Exercise prompt:
Reproduce the material below line for line, without changing a single character.

Entries from a data source:
====================

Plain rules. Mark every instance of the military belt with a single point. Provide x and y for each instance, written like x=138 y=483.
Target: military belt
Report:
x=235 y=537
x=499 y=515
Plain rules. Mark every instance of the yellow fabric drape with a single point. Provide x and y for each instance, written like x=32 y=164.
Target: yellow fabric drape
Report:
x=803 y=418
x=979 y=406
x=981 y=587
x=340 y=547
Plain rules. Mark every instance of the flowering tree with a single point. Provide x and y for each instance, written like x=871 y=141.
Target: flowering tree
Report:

====================

Written answer:
Plain rules. Mark every instance of the military belt with a single point. Provide x and y for each instance, written like x=138 y=483.
Target: military belt
Report:
x=235 y=537
x=499 y=515
Plain rules. Mark every instance of the yellow fabric drape with a single point. Provide x and y for each instance, written like x=32 y=164.
Target: yellow fabric drape
Report:
x=803 y=418
x=979 y=406
x=981 y=587
x=340 y=547
Plain rules. Mark every instance of the flowering tree with a single point. Provide x and y for each instance, written like x=871 y=141.
Target: flowering tree
Report:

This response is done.